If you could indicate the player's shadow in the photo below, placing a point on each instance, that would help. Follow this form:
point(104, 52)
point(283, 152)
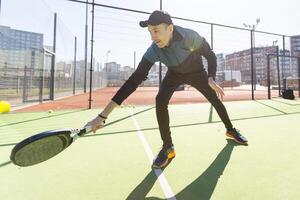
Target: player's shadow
point(201, 188)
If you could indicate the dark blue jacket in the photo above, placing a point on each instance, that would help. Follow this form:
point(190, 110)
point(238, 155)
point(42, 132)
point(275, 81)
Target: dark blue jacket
point(183, 55)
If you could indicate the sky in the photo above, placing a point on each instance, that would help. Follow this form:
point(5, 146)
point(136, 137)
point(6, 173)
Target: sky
point(118, 36)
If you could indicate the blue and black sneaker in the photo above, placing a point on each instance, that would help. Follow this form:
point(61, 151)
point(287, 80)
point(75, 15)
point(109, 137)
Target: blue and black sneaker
point(164, 157)
point(236, 136)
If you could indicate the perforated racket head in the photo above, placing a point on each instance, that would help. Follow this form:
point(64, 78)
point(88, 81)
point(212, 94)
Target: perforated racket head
point(40, 147)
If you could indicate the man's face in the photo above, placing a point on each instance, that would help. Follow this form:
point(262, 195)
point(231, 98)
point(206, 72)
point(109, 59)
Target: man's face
point(161, 34)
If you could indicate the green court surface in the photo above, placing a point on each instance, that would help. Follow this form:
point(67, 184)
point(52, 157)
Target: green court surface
point(114, 163)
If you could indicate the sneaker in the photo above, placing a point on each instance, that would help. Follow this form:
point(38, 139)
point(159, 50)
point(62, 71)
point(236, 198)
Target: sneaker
point(236, 136)
point(164, 157)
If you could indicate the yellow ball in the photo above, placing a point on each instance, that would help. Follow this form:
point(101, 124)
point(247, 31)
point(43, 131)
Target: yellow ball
point(4, 107)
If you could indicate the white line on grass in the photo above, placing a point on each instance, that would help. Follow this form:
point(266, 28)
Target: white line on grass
point(158, 172)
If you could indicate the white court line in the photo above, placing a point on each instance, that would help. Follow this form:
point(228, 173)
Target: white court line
point(158, 172)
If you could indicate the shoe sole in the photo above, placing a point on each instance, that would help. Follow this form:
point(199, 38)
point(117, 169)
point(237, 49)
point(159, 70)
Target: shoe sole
point(171, 156)
point(233, 138)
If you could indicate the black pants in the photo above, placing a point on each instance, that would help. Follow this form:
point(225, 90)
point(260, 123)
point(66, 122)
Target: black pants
point(171, 81)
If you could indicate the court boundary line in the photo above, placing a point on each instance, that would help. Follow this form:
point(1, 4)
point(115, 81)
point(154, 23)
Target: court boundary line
point(158, 172)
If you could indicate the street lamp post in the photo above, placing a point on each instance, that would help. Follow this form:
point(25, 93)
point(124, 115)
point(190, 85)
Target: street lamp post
point(106, 60)
point(253, 27)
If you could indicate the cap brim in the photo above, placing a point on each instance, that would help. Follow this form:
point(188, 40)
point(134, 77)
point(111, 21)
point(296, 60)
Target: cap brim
point(144, 24)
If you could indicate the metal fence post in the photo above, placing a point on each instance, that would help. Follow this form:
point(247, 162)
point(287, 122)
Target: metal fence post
point(52, 76)
point(268, 77)
point(74, 70)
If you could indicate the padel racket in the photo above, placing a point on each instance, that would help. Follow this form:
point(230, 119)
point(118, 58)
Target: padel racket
point(43, 146)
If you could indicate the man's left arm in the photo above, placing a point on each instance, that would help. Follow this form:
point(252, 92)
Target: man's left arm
point(211, 58)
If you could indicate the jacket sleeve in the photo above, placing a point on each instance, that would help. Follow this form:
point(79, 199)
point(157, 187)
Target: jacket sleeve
point(133, 81)
point(211, 58)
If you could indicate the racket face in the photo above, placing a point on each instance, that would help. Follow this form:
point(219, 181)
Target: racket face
point(40, 147)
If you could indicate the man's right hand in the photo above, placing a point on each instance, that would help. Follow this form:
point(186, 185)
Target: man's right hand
point(96, 123)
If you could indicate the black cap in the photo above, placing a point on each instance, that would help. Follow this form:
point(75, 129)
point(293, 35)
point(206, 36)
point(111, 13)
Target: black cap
point(156, 18)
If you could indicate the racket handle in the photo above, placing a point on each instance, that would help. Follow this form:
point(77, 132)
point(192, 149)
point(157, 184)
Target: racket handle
point(88, 129)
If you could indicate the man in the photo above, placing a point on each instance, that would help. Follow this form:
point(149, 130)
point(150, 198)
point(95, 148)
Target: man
point(181, 50)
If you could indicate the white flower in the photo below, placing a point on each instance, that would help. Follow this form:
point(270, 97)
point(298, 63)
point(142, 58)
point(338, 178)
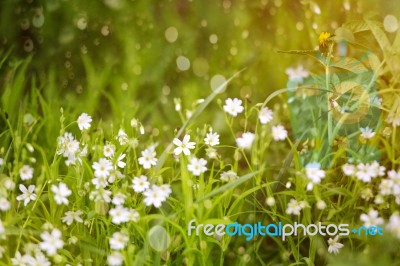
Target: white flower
point(120, 163)
point(119, 214)
point(365, 172)
point(27, 194)
point(71, 216)
point(140, 184)
point(233, 106)
point(4, 204)
point(26, 172)
point(294, 207)
point(279, 132)
point(367, 133)
point(109, 150)
point(122, 137)
point(394, 224)
point(118, 241)
point(154, 196)
point(119, 199)
point(314, 172)
point(61, 193)
point(115, 259)
point(51, 242)
point(102, 168)
point(212, 138)
point(183, 146)
point(197, 166)
point(371, 219)
point(334, 245)
point(348, 169)
point(297, 74)
point(228, 176)
point(246, 140)
point(265, 115)
point(84, 121)
point(148, 158)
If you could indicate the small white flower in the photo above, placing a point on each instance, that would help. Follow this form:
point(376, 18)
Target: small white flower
point(71, 216)
point(183, 146)
point(334, 245)
point(371, 219)
point(228, 176)
point(148, 158)
point(119, 214)
point(314, 172)
point(61, 193)
point(367, 133)
point(109, 150)
point(118, 241)
point(297, 74)
point(246, 140)
point(140, 184)
point(51, 242)
point(233, 106)
point(84, 121)
point(26, 172)
point(212, 138)
point(102, 168)
point(265, 115)
point(154, 196)
point(115, 259)
point(197, 166)
point(348, 169)
point(279, 132)
point(27, 194)
point(4, 204)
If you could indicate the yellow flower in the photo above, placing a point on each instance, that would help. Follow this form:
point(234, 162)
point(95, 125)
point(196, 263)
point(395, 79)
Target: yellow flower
point(323, 39)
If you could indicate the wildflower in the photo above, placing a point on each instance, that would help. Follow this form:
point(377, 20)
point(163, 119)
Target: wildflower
point(61, 193)
point(394, 224)
point(102, 168)
point(109, 150)
point(26, 172)
point(348, 169)
point(122, 137)
point(140, 184)
point(279, 132)
point(229, 176)
point(314, 172)
point(115, 259)
point(212, 138)
point(265, 115)
point(51, 242)
point(233, 106)
point(148, 158)
point(371, 219)
point(246, 140)
point(334, 245)
point(297, 74)
point(119, 214)
point(27, 194)
point(154, 196)
point(197, 166)
point(4, 204)
point(183, 146)
point(294, 207)
point(367, 133)
point(71, 216)
point(118, 241)
point(84, 121)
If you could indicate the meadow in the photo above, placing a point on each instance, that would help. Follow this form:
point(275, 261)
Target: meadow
point(199, 132)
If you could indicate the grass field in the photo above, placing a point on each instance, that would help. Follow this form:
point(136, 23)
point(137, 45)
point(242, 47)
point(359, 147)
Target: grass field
point(199, 132)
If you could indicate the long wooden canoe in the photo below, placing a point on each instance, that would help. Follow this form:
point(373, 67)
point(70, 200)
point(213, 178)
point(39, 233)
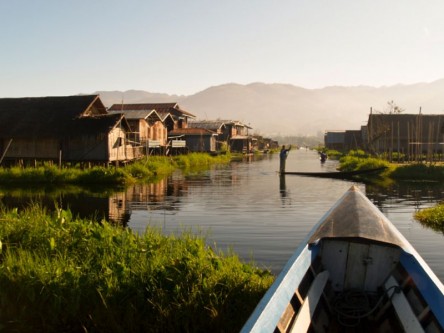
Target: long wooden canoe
point(355, 272)
point(335, 174)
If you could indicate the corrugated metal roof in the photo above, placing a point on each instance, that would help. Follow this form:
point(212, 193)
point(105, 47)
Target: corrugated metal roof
point(137, 114)
point(161, 108)
point(191, 131)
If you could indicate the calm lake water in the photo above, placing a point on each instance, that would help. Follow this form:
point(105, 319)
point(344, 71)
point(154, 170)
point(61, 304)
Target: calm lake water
point(246, 207)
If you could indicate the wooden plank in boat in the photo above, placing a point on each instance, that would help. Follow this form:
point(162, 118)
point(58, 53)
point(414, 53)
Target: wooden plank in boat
point(334, 259)
point(355, 274)
point(402, 307)
point(308, 308)
point(381, 259)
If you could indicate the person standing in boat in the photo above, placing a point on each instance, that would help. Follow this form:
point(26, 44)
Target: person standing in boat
point(283, 157)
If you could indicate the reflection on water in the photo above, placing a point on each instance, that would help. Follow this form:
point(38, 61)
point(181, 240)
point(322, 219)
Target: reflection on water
point(248, 207)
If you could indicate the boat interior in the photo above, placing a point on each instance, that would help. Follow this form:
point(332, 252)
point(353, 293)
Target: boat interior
point(355, 285)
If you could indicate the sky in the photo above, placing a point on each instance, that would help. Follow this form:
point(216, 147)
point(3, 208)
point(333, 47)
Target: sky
point(181, 47)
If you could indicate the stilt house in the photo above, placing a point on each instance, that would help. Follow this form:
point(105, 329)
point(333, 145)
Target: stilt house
point(147, 128)
point(63, 129)
point(197, 139)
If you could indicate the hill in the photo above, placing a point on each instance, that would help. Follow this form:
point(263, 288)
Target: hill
point(283, 109)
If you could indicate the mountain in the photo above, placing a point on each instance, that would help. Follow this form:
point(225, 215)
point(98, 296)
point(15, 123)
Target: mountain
point(283, 109)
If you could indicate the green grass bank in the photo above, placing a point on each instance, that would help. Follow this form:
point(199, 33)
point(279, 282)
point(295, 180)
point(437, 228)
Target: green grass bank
point(64, 274)
point(144, 170)
point(432, 217)
point(359, 160)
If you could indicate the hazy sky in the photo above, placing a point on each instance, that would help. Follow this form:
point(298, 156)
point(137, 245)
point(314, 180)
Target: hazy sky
point(65, 47)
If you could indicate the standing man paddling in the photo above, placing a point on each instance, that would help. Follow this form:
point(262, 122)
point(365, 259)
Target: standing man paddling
point(283, 157)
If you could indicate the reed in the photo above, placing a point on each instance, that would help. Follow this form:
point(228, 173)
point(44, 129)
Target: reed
point(64, 274)
point(147, 169)
point(359, 160)
point(418, 171)
point(432, 217)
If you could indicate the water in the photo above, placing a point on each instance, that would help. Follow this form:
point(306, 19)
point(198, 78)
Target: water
point(245, 206)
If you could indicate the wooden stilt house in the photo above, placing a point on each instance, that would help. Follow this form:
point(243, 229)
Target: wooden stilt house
point(61, 129)
point(147, 127)
point(413, 137)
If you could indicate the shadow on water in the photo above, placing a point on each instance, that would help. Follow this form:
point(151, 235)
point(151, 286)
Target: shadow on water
point(246, 206)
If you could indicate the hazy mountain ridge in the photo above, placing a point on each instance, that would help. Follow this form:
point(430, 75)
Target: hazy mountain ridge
point(283, 109)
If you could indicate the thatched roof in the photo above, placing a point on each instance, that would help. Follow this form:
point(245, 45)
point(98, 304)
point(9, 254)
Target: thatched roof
point(46, 116)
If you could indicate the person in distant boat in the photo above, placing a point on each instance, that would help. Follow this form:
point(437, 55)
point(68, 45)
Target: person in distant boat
point(283, 157)
point(323, 156)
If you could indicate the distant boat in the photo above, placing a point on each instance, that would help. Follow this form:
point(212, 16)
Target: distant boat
point(335, 174)
point(354, 272)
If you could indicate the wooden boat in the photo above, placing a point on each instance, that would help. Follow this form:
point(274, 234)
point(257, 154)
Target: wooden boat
point(355, 272)
point(335, 174)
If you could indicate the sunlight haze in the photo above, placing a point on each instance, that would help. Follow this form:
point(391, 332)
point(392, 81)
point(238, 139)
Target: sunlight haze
point(54, 47)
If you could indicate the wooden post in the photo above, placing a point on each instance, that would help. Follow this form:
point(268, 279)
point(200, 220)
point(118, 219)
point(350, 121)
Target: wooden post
point(6, 150)
point(282, 166)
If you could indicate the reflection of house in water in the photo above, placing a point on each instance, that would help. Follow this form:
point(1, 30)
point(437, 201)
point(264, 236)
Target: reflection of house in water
point(148, 196)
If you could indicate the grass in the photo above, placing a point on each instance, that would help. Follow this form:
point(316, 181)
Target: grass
point(145, 170)
point(432, 217)
point(64, 274)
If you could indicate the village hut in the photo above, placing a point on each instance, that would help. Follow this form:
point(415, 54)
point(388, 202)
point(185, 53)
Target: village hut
point(147, 127)
point(413, 136)
point(63, 129)
point(197, 139)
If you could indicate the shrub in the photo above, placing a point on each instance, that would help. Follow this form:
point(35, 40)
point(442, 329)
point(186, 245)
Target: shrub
point(61, 274)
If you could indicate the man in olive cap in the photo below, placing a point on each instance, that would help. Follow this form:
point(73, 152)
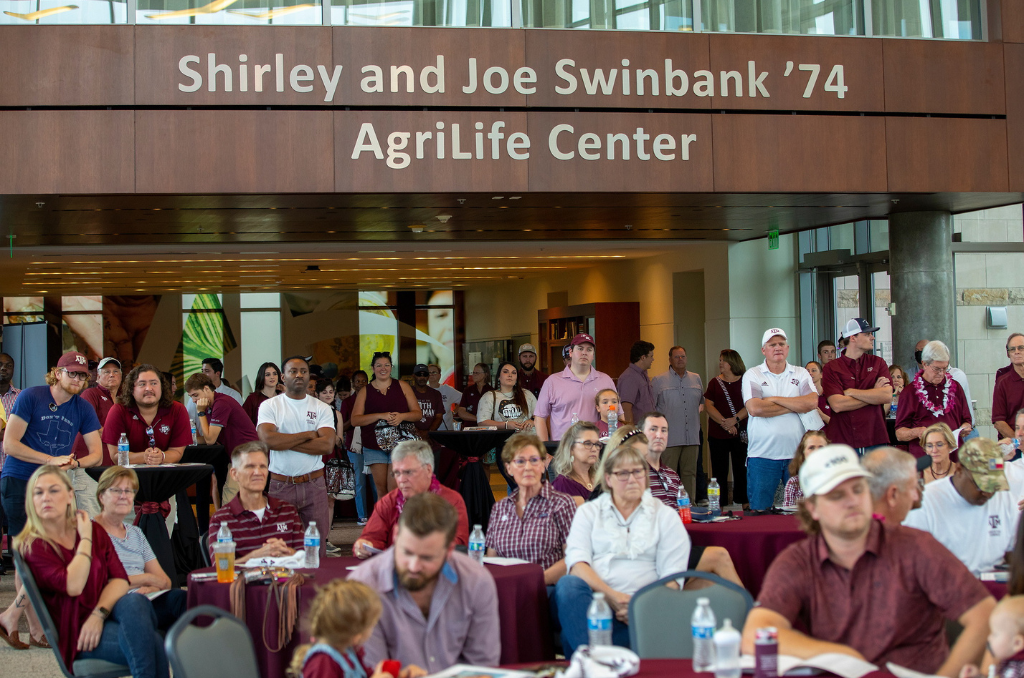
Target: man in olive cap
point(972, 514)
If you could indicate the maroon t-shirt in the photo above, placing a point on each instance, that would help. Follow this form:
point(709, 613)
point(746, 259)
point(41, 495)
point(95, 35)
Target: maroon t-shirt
point(101, 400)
point(863, 427)
point(171, 428)
point(237, 428)
point(48, 563)
point(889, 607)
------------
__What you are asked to do__.
Reproduce the records verbatim from their beginning through the line containing "point(201, 188)", both ends included, and omit the pictures from your reply.

__Solution below__.
If you could indicate the player's shadow in the photo below, placing a point on each instance, that would help. Follow this form:
point(104, 52)
point(283, 152)
Target: player's shadow
point(201, 188)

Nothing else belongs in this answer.